━━━ Text shown ━━━

The present work is aimed to evaluate different complementary methods for detection,
quantification and transport characterization of FeOxNp in a large-scale three-dimensional
(3D) model aquifer. Prior to that, batch-scale experiments were performed in order to
elucidate the potential of the selected methods for direct and indirect characterization and
detection of FeOxNp. Direct methods included measurements of particle size distribution,
particle concentration, Fetot content and turbidity of the FeOxNp suspension. Indirect
methods included measurements of particle zeta potential, as well as TOC content and pH of
the FeOxNp suspension. The results of the batch experiments indicated that the
most suitable approach for detecting and quantifying FeOxNp was measuring Fetot
content and suspension turbidity, as well as particle size determined using dynamic
light scattering principle. These complementary methods were further applied in a
large-scale 3D study containing medium and coarse sand in order to 1) assess the
transport of FeOxNp in saturated porous medium during injection (VFeOx = 6 m3,
cparticle = 20 g/L, Qinj = 0.7 m3/h), and 2) illustrate their spatial distribution after
injection.

━━━ Supplied information ━━━

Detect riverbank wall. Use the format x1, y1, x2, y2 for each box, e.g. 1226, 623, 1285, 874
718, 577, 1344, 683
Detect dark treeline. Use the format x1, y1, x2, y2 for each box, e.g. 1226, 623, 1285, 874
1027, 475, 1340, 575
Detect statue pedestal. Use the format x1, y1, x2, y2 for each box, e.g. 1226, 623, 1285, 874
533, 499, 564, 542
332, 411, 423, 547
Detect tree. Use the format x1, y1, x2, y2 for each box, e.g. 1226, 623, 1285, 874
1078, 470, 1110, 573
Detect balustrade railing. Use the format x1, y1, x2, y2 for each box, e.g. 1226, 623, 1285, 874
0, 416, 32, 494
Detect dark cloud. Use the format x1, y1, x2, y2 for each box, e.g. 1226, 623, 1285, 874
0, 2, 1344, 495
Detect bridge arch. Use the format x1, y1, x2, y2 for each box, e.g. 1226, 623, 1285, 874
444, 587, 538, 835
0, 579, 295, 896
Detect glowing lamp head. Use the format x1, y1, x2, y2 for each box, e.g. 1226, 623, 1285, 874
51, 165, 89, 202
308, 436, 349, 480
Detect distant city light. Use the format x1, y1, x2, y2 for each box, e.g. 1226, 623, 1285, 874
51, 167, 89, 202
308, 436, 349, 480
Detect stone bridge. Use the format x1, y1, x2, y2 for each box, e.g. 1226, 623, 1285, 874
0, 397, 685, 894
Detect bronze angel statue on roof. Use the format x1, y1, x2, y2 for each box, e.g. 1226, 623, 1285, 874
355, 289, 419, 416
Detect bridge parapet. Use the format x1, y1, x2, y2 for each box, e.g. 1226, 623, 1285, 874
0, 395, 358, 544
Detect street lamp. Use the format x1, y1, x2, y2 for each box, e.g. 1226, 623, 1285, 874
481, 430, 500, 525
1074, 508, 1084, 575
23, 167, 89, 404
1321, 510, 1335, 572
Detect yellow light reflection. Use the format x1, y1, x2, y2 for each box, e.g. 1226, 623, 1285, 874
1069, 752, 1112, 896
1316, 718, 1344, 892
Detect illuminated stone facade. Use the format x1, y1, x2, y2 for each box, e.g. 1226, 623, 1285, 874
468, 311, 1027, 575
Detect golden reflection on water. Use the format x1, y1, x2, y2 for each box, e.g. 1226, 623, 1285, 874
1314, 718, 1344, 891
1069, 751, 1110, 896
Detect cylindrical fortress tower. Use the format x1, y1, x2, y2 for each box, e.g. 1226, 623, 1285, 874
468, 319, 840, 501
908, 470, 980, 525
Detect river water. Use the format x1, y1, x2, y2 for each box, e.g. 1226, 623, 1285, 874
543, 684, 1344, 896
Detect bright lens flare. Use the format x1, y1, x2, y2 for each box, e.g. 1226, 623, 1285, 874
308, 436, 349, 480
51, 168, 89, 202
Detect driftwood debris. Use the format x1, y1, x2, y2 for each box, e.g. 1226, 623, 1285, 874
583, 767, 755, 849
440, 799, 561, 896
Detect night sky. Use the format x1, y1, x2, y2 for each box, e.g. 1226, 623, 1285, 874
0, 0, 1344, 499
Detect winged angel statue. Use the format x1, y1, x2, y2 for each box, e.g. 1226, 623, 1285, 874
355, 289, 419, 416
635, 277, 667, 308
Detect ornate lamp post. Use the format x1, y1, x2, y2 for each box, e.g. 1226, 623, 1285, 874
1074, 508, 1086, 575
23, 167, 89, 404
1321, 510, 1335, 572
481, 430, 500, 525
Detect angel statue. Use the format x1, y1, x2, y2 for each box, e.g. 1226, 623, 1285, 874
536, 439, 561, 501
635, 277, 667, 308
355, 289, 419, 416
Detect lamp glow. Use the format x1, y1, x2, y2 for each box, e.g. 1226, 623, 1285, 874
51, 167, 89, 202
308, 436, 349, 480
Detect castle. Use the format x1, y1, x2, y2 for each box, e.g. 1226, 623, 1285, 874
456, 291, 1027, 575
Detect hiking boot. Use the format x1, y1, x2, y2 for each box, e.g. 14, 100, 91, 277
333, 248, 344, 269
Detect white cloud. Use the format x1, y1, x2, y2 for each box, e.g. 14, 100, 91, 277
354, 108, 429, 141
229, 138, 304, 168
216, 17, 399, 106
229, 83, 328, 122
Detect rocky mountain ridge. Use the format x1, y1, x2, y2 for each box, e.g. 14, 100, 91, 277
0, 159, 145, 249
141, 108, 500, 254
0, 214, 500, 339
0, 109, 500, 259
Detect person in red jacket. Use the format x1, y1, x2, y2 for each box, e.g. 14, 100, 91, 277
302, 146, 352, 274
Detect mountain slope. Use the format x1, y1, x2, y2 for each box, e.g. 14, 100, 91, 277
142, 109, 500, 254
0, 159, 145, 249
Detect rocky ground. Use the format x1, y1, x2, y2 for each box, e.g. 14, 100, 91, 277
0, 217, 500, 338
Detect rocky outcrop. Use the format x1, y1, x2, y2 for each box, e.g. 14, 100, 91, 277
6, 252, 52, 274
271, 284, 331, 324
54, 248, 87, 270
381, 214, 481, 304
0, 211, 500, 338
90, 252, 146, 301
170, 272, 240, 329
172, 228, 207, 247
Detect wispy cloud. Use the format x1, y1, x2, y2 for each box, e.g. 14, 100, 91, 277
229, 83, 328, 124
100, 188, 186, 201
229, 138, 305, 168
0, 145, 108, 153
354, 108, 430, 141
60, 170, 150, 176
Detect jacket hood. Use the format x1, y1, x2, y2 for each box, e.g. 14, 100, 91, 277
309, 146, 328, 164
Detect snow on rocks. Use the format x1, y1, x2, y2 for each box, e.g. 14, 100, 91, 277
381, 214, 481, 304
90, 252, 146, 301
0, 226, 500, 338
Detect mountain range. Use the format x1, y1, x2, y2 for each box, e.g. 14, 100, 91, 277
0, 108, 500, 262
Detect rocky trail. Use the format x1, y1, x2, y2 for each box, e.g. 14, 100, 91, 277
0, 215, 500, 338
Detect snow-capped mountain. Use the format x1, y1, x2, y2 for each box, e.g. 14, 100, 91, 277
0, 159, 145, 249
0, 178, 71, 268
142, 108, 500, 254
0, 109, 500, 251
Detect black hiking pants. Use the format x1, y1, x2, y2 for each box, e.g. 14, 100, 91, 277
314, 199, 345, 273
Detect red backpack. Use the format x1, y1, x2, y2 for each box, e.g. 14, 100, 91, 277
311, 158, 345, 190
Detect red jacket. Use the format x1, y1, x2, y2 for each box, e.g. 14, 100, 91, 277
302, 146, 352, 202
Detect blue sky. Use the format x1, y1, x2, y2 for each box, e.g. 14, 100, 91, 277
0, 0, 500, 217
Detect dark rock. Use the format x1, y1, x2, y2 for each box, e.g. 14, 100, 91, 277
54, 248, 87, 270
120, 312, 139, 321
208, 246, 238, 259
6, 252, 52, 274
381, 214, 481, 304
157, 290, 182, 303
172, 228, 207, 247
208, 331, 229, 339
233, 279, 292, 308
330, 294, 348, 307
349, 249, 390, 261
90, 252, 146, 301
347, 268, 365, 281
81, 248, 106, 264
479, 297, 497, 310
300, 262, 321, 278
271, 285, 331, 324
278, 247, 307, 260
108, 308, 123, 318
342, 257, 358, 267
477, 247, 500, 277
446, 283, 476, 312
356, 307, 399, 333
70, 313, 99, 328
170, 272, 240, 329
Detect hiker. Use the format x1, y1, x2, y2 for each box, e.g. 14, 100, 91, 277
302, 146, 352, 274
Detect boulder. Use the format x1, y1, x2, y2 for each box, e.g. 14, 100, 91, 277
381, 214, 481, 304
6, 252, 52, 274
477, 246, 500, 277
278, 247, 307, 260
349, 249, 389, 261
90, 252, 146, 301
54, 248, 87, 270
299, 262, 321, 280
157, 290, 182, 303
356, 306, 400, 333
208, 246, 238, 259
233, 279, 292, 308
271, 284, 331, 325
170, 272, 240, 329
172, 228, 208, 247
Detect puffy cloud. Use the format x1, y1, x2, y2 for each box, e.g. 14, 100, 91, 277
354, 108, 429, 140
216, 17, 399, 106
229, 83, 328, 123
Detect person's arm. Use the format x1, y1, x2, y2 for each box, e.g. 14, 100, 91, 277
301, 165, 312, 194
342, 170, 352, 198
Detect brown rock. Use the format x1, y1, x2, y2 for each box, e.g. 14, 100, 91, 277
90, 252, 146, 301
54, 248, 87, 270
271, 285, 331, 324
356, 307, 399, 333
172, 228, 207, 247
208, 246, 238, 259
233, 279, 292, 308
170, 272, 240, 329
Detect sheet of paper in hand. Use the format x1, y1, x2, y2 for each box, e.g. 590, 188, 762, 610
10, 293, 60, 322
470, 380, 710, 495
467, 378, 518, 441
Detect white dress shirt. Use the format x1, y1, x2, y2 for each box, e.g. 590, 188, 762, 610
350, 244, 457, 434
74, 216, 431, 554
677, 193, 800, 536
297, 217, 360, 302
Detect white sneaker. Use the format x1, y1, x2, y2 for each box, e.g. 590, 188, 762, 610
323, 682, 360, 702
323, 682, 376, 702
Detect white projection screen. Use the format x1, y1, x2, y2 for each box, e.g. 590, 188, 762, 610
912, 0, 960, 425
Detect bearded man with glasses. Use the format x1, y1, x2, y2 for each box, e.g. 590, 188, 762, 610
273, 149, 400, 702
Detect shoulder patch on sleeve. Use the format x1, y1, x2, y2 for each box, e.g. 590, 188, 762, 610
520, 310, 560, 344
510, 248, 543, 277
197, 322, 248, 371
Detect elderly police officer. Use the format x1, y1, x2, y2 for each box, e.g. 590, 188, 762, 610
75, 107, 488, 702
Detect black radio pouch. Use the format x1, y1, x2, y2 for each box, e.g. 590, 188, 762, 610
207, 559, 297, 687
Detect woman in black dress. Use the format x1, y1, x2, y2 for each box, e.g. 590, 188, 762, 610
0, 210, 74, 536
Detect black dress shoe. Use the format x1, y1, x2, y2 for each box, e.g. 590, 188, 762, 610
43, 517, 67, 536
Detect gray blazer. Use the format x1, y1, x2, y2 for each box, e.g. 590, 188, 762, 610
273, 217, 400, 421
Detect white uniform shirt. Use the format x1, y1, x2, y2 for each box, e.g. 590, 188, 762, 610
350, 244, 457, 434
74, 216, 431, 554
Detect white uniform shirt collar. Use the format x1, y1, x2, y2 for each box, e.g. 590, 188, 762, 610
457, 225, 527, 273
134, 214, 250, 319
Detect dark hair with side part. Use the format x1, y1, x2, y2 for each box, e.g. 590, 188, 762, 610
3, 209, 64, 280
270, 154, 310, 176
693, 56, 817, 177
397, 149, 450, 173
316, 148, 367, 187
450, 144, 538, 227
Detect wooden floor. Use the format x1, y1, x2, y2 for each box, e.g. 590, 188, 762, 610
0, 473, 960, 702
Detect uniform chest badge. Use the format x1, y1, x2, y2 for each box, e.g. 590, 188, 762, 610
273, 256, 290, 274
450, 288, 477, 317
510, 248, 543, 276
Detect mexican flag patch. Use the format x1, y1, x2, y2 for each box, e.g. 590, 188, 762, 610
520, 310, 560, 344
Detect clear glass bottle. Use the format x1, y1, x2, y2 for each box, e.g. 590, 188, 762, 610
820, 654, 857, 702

━━━

Challenge 1 - Rewrite the paragraph of the text shown that begins "The present work is aimed" as a short list that keeps its main facts.
Challenge 2 - In the text shown, at what flow rate was the FeOxNp suspension injected in the large-scale 3D study?
The rows come from a separate source.

Response 1 -
- Aim: evaluate complementary methods for detecting, quantifying and characterizing the transport of FeOxNp in a large-scale 3D model aquifer.
- First, batch-scale experiments tested the methods for direct and indirect characterization and detection of FeOxNp.
- Direct methods: particle size distribution, particle concentration, Fetot content and suspension turbidity.
- Indirect methods: particle zeta potential, TOC content and suspension pH.
- Most suitable in batch tests: Fetot content, suspension turbidity and particle size by dynamic light scattering.
- These methods were then applied in a large-scale 3D study with medium and coarse sand to:
  1. assess FeOxNp transport in saturated porous medium during injection (VFeOx = 6 m3, cparticle = 20 g/L, Qinj = 0.7 m3/h)
  2. illustrate the particles' spatial distribution after injection.

Response 2 - 0.7 m3/h